Try it:
These records must be written out again exactly.

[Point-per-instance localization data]

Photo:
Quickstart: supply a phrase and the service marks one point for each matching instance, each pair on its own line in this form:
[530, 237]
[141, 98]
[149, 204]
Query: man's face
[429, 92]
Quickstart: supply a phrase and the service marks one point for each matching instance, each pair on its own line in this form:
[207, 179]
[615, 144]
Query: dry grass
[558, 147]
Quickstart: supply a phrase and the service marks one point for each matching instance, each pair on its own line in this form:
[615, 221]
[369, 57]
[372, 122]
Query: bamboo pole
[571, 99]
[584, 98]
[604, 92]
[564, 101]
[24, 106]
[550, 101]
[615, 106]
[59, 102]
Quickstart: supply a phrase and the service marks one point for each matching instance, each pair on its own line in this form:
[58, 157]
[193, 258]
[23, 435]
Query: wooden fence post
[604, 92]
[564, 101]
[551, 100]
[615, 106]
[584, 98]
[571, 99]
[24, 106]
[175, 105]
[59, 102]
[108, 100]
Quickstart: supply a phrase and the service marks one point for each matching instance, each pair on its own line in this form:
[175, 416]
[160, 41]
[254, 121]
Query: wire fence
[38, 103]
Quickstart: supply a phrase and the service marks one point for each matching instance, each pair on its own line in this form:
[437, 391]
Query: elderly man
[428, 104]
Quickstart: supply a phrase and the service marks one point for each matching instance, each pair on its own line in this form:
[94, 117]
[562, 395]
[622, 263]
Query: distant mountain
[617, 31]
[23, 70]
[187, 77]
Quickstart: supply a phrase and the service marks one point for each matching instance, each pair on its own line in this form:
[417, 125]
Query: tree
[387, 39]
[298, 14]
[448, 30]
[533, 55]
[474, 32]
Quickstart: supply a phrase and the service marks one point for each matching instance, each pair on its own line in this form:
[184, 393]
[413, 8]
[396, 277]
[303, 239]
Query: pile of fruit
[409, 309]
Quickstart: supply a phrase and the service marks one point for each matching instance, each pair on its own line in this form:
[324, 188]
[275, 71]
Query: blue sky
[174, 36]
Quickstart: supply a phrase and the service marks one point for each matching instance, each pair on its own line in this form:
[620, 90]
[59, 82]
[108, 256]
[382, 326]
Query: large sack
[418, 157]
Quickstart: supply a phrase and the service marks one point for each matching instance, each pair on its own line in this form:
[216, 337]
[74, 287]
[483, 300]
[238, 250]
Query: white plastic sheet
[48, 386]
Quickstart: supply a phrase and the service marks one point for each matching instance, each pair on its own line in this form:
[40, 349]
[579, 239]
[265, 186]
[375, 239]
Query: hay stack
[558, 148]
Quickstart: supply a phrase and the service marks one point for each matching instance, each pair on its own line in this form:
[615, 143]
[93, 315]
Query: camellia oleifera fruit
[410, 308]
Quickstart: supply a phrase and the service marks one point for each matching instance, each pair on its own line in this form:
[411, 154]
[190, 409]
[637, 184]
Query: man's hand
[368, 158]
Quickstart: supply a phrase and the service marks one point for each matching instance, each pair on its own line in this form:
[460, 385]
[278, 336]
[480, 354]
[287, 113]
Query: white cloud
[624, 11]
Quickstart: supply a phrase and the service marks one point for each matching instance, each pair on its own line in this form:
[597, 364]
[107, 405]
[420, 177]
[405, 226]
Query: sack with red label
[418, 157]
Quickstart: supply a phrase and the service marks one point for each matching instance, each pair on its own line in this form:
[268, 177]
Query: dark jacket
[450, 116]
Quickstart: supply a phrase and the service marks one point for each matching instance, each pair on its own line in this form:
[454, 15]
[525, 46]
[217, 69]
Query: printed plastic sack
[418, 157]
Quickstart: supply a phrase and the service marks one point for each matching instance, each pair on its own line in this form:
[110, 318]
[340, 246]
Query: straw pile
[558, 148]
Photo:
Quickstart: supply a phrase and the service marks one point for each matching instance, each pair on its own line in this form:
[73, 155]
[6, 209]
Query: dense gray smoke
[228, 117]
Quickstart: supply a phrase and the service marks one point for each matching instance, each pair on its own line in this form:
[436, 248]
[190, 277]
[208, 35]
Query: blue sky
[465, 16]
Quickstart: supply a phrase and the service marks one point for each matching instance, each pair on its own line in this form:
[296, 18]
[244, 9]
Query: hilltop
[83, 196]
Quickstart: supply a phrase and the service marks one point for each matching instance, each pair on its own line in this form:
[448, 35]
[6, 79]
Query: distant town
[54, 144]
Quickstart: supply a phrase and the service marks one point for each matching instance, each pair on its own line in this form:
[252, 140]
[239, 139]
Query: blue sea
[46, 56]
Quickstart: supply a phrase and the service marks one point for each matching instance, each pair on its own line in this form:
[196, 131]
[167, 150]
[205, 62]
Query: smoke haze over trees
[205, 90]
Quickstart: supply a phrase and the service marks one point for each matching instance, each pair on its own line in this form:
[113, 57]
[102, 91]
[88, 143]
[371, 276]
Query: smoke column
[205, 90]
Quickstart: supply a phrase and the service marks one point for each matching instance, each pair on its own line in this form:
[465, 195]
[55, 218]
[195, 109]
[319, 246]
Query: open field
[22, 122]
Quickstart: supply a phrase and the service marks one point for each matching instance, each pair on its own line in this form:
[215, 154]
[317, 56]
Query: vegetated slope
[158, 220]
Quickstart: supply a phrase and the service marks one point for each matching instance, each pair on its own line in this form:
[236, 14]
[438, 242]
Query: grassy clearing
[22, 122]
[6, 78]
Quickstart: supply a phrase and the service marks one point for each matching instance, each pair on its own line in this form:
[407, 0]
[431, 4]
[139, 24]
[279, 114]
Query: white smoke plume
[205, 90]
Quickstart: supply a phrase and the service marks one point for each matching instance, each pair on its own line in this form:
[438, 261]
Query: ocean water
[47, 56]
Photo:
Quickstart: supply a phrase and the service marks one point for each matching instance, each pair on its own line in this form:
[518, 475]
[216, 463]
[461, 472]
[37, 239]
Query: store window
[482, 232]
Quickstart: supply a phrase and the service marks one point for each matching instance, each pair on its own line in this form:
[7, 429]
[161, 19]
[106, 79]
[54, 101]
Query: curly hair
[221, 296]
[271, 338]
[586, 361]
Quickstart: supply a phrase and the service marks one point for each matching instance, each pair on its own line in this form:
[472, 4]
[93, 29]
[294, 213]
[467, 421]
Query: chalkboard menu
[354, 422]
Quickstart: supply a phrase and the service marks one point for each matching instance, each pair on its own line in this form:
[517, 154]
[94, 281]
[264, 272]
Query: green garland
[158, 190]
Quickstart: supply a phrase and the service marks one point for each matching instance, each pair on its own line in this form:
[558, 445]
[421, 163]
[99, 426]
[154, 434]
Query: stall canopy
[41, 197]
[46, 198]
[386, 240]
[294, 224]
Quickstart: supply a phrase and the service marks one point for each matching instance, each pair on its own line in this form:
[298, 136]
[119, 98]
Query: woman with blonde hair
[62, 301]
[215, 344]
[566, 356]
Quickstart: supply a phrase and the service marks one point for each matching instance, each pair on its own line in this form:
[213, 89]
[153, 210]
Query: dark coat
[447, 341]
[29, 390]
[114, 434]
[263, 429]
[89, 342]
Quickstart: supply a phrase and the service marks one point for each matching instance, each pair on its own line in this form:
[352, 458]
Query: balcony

Result of this task:
Photo:
Quickstart: supply a phrase and the service marks one point for each matching instance, each pair on its own line in this form:
[530, 237]
[141, 98]
[149, 204]
Query: man's face
[429, 92]
Quickstart: supply a phrase and the service marks one point for each matching instance, each pair on its own line in this form:
[207, 179]
[615, 144]
Query: dry grass
[558, 147]
Quickstart: supply a phrase and the service marks one point for each matching instance, each pair on its own line in this form:
[615, 221]
[369, 57]
[372, 122]
Query: bamboo pole
[571, 99]
[584, 98]
[604, 92]
[564, 101]
[24, 106]
[550, 101]
[615, 106]
[59, 102]
Quickstart: supply a phrase and the service marks one point for each matching instance, each pair on its own line in this form:
[58, 157]
[193, 258]
[23, 435]
Query: wooden fence post
[604, 92]
[564, 101]
[551, 100]
[615, 106]
[584, 98]
[571, 99]
[24, 106]
[175, 105]
[59, 102]
[108, 100]
Quickstart: supply a phrase and the service marks one point for each matching instance, each pair on its own line in this form:
[175, 416]
[160, 41]
[254, 121]
Query: wire fence
[38, 103]
Quickstart: supply a phrase and the service marks one point for each matching instance, each pair on its own line in this form:
[437, 391]
Query: elderly man
[428, 104]
Quickstart: supply a phrase and the service marks one point for each matching instance, each pair on its own line in this form:
[94, 117]
[562, 395]
[622, 263]
Query: distant mountain
[617, 31]
[23, 70]
[187, 77]
Quickstart: supply a phrase and the service marks one point for each matching instance, each pair on its own line in this form:
[417, 125]
Query: tree
[387, 39]
[298, 14]
[448, 30]
[533, 55]
[474, 32]
Quickstart: supply a phrase and the service marks one point for each matching instance, each pair on its own line in this form:
[184, 393]
[413, 8]
[396, 277]
[303, 239]
Query: pile of fruit
[409, 309]
Quickstart: supply a phrase and the service marks one point for each matching instance, each pair on its own line in this form:
[324, 188]
[275, 71]
Query: blue sky
[174, 36]
Quickstart: supply a phrase and the service marks one point for each matching instance, each pair on its own line in this form:
[620, 90]
[59, 82]
[108, 256]
[382, 326]
Query: large sack
[418, 157]
Quickstart: supply a phrase and the service marks one point for each matching instance, each pair on its own line in this form:
[216, 337]
[74, 287]
[483, 300]
[238, 250]
Query: white plastic sheet
[48, 386]
Quickstart: supply a phrase and the service marks one point for each matching instance, each pair on its own line in this form:
[40, 349]
[579, 239]
[265, 186]
[375, 239]
Query: hay stack
[558, 148]
Quickstart: supply a phrase and the service marks one point for each matching instance, each pair on its own line in this form:
[615, 143]
[93, 315]
Query: camellia oleifera fruit
[410, 308]
Quickstart: supply a phrase and the service marks one point for each matching instance, each pair on its own line in this form:
[411, 154]
[190, 409]
[637, 184]
Query: man's hand
[368, 158]
Quickstart: supply a phrase and the service marks one point for each matching instance, each pair on its own line in this form:
[460, 385]
[278, 336]
[480, 354]
[287, 113]
Query: white cloud
[624, 11]
Quickstart: supply a phrase and the service marks one point for each matching instance, each pair on its own line in this form:
[597, 364]
[107, 405]
[420, 177]
[405, 226]
Query: sack with red label
[418, 157]
Quickstart: supply a phrase and the service marks one point for each matching instance, each pair on its own line in this form:
[268, 177]
Query: dark jacket
[450, 116]
Quickstart: supply a phrase and the service marks one point for each matching instance, each pair on its own line in this form:
[454, 15]
[525, 46]
[217, 69]
Query: printed plastic sack
[418, 157]
Quickstart: supply a phrase and the service marks one point for each matching instance, each pair on its own line in this form:
[110, 318]
[340, 246]
Query: straw pile
[558, 148]
Photo:
Quickstart: supply a phrase and the service marks one point for each matching instance, each pair on its own line in this form:
[73, 155]
[6, 209]
Query: dense gray smoke
[228, 117]
Quickstart: supply a phrase and the service marks one point for each matching instance, each pair on its own line in this form:
[436, 248]
[190, 277]
[208, 35]
Query: blue sky
[465, 16]
Quickstart: supply a phrase and the service marks one point for each matching instance, each pair on its own line in this form:
[296, 18]
[244, 9]
Query: hilltop
[83, 196]
Quickstart: supply a phrase and the service marks one point for each matching instance, each pair on its own line in this form:
[448, 35]
[6, 79]
Query: distant town
[54, 144]
Quickstart: supply a phrase and the service marks one point for each matching instance, each pair on its own line in this form:
[252, 140]
[239, 139]
Query: blue sea
[46, 56]
Quickstart: supply a phrase and the service marks one point for each matching instance, each pair on its own line in this form:
[196, 131]
[167, 150]
[205, 62]
Query: smoke haze over trees
[205, 90]
Quickstart: supply a phrase and the service marks one point for each matching instance, each pair on its own line in this form:
[113, 57]
[102, 91]
[88, 143]
[371, 276]
Query: smoke column
[205, 90]
Quickstart: supply a phrase and the service marks one point for each matching instance, each pair on its own line in this form:
[465, 195]
[55, 218]
[195, 109]
[319, 246]
Query: open field
[22, 122]
Quickstart: supply a phrase and the service marks one point for each matching instance, each pair on its own line in this form:
[215, 154]
[317, 56]
Query: vegetated slope
[158, 220]
Quickstart: supply a phrase and the service marks one point for each matching instance, each pair on its own line in this form:
[236, 14]
[438, 242]
Query: grassy clearing
[22, 122]
[6, 78]
Quickstart: supply a phrase and the service marks one point for each matching instance, each pair on its own line in this form:
[407, 0]
[431, 4]
[139, 24]
[279, 114]
Query: white smoke plume
[205, 90]
Quickstart: supply a phrase and the service marks one point for each matching instance, each pair on its own line in this form:
[438, 261]
Query: ocean water
[47, 56]
Photo:
Quickstart: supply a phrase and the service marks one point for each matching instance, each pair on its own line in this form:
[518, 475]
[216, 463]
[461, 472]
[37, 239]
Query: store window
[482, 232]
Quickstart: supply a phrase and the service marks one point for each matching instance, each pair on its own line in this form:
[7, 429]
[161, 19]
[106, 79]
[54, 101]
Query: curly hair
[221, 296]
[271, 338]
[586, 361]
Quickstart: supply a phrase and the service marks one point for each matching instance, each pair on its own line in this form:
[472, 4]
[93, 29]
[294, 213]
[467, 421]
Query: chalkboard menu
[354, 422]
Quickstart: supply a phrase and the service marks one point for each matching instance, each pair on its own line in this form:
[517, 154]
[94, 281]
[264, 272]
Query: green garland
[158, 190]
Quickstart: supply a phrase and the service marks one point for each matching instance, each pair on its own line in this form:
[558, 445]
[421, 163]
[99, 426]
[154, 434]
Query: stall canopy
[41, 197]
[46, 198]
[386, 240]
[294, 224]
Quickstart: supply a phrase and the service marks one point for each matching instance, each pair on its own line in this form:
[298, 136]
[119, 98]
Query: woman with blonde hair
[62, 301]
[215, 344]
[566, 356]
Quickstart: supply a phrase and the service marks one point for each matching instance, each pair on its own line in this form:
[213, 89]
[153, 210]
Query: dark coat
[447, 341]
[29, 390]
[114, 434]
[263, 429]
[89, 342]
Quickstart: supply a phrase and the service marks one point for each matching instance, each pair on its own line in this form:
[352, 458]
Query: balcony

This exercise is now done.